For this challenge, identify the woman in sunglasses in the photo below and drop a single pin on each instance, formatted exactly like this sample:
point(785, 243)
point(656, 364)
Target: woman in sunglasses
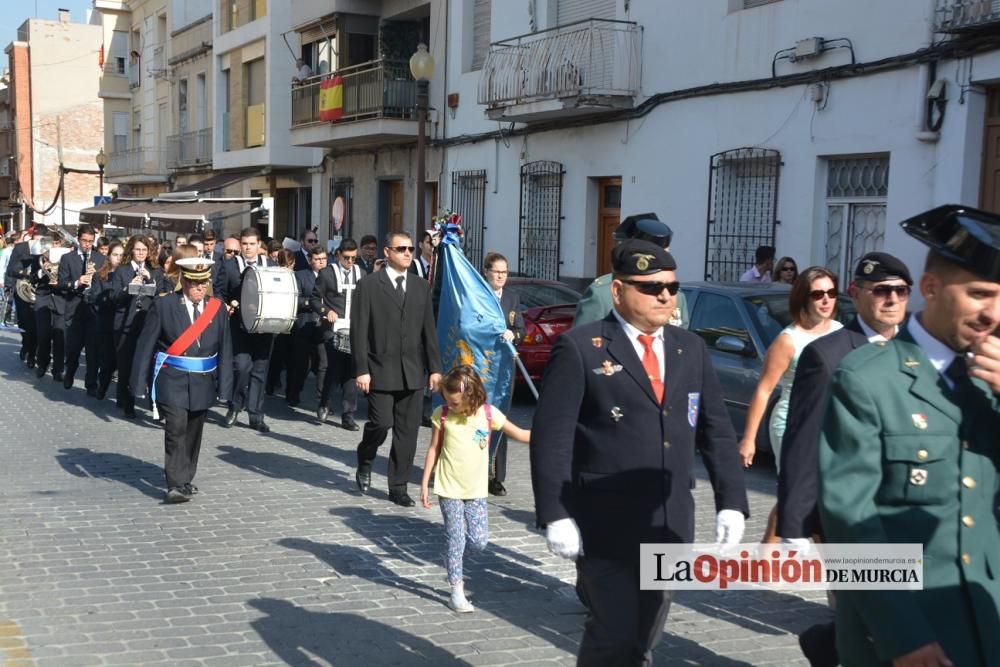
point(785, 271)
point(812, 303)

What the exercise asks:
Nothing but an exact transcription of the material, without pictures, should be returned.

Exercise solution:
For this challenge, identify the woman in sunglasses in the photo below and drop a single pin on each instance, formatted exactly like this sample:
point(785, 243)
point(656, 364)
Target: woman in sunglasses
point(785, 271)
point(812, 303)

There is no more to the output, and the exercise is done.